(Labeling and segmentation records)
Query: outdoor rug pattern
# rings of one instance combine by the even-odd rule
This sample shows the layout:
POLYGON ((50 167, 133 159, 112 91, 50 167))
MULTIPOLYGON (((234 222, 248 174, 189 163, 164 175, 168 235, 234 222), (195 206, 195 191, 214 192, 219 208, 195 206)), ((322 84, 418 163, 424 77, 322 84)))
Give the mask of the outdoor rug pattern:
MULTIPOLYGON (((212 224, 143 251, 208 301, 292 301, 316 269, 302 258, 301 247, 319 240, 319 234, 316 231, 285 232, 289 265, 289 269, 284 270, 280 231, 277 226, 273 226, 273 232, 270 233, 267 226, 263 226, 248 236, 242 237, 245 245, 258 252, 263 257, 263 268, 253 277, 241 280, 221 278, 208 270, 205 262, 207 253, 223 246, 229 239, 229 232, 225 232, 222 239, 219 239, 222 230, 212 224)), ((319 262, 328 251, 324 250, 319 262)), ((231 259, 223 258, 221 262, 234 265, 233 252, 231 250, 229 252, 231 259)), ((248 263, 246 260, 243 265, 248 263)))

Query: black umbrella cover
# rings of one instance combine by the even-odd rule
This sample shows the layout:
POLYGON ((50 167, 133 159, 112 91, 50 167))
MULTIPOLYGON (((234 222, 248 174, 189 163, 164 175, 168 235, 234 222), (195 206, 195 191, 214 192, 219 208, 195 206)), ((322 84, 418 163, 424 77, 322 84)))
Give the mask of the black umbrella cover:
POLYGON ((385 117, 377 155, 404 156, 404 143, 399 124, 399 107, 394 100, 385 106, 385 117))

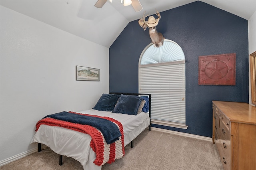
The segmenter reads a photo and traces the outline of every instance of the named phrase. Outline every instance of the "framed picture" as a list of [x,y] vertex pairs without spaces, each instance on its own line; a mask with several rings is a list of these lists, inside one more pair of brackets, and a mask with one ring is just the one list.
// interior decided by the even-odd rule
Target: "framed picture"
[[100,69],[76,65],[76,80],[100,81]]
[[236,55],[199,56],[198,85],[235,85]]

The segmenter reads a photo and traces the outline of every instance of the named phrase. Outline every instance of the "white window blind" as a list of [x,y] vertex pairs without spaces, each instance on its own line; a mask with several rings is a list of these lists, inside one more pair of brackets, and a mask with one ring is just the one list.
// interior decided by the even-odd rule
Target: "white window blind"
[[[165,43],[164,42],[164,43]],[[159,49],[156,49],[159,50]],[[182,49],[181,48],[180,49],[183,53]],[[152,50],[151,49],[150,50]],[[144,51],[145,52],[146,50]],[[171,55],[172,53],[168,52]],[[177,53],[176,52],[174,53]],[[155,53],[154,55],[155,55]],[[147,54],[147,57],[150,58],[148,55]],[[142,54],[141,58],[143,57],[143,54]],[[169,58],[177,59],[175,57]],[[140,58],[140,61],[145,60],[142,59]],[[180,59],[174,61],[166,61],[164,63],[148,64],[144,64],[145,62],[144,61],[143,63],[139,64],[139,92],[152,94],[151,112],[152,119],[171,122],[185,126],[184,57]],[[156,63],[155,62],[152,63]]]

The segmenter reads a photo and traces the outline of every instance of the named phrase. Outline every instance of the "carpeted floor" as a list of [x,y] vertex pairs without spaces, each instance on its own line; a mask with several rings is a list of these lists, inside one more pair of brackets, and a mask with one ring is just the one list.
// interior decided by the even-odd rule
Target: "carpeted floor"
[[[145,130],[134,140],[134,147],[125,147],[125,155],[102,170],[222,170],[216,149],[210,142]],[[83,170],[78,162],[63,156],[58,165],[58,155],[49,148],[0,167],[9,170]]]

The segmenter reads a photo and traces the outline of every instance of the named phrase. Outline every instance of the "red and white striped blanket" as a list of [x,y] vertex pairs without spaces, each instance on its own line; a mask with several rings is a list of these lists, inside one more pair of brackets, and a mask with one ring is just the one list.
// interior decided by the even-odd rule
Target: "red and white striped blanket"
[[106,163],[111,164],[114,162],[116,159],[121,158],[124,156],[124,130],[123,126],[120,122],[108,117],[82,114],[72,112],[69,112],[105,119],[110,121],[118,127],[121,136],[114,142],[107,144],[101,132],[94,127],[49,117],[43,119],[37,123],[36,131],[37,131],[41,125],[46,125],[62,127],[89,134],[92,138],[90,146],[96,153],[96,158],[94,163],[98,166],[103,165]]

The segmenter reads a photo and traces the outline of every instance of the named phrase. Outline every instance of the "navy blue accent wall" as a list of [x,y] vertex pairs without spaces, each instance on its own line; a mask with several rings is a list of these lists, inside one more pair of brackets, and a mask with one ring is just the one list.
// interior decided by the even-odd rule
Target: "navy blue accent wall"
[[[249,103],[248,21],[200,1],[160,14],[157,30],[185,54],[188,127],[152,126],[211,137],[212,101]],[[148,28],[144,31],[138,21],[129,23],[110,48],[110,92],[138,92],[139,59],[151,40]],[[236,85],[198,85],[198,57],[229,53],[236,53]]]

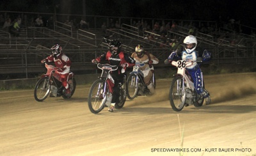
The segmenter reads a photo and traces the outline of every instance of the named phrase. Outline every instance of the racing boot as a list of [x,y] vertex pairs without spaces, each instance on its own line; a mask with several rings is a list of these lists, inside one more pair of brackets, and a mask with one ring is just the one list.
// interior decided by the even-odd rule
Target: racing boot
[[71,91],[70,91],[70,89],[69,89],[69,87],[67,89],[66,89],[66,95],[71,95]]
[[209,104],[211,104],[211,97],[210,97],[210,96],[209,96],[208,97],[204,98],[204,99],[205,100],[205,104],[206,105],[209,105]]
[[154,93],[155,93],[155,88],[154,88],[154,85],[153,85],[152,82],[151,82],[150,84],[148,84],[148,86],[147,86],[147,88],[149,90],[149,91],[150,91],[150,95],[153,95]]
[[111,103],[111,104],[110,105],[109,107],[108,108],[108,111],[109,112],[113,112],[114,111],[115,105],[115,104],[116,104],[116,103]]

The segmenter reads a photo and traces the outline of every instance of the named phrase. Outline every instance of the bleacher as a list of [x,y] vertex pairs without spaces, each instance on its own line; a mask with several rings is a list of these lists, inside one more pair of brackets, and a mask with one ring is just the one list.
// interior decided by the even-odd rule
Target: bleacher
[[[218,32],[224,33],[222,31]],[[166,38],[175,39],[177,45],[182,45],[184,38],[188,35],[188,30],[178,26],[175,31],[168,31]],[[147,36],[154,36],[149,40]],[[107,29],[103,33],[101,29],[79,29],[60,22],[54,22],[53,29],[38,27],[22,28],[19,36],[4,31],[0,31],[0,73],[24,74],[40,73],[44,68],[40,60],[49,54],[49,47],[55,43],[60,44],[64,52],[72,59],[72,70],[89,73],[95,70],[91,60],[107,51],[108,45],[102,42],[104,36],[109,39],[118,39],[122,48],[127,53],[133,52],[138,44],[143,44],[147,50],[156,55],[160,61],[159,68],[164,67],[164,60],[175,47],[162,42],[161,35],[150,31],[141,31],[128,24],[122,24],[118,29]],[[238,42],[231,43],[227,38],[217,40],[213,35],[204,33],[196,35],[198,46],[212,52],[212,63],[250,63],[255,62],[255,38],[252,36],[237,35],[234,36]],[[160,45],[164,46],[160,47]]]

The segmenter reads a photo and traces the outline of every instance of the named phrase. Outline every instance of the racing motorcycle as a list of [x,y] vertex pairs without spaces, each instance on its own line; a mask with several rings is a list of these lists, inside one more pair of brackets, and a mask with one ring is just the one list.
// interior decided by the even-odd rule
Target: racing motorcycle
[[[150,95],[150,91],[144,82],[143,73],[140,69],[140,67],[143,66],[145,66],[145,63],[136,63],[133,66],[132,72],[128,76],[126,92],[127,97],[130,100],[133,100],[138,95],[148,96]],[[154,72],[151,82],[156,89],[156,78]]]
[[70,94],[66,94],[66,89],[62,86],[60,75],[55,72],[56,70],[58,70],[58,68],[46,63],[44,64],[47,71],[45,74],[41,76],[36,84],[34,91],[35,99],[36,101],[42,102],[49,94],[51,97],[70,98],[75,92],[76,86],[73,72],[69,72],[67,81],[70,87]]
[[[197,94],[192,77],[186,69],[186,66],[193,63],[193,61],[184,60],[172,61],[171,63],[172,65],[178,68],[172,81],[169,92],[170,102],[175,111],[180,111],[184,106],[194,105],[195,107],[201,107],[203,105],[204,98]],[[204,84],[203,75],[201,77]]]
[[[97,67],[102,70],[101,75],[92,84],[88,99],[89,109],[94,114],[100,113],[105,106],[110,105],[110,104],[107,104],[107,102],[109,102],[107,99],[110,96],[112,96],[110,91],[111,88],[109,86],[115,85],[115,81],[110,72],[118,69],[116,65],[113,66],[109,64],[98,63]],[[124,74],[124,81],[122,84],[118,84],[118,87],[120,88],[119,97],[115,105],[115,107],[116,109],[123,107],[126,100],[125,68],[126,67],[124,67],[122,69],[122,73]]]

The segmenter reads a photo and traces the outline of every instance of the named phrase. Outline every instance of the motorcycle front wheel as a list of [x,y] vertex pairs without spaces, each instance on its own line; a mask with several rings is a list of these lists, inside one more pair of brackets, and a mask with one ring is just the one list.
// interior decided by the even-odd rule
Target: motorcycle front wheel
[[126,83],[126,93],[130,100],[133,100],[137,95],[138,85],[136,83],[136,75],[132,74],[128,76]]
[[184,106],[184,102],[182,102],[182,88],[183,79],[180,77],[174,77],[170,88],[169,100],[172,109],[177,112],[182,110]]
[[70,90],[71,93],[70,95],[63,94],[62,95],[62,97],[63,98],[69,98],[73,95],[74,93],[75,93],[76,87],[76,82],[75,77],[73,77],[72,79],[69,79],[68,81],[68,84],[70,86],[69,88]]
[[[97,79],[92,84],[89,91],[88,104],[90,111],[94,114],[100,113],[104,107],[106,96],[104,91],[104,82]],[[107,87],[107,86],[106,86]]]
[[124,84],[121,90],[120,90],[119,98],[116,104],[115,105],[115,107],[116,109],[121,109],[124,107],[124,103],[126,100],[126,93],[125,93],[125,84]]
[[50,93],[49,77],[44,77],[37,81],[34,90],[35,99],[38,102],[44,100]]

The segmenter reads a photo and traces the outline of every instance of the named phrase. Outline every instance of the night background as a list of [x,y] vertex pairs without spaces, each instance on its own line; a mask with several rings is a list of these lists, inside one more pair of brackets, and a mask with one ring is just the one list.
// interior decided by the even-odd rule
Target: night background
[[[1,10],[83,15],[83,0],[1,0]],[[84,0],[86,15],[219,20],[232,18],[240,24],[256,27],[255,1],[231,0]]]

Requirement » Update the part of the rows that opens with the line containing "of the night" and closes with the last of the rows, replacing "night background" with "sky background" and leaving all else unchanged.

Task solution »
The segmenter reads a photo and traces the outline of every instance of the named phrase. Outline every instance of the sky background as a list of [x,y] vertex pairs without spaces, each instance on its own line; a mask with several rings is a list of these lists, inside one more pair of brackets, and a mask with one ring is just the one list.
// interior decided by the even-odd rule
Target: sky background
[[[1,10],[83,15],[83,0],[1,0]],[[84,0],[86,15],[219,20],[232,18],[240,24],[256,27],[255,1],[231,0]]]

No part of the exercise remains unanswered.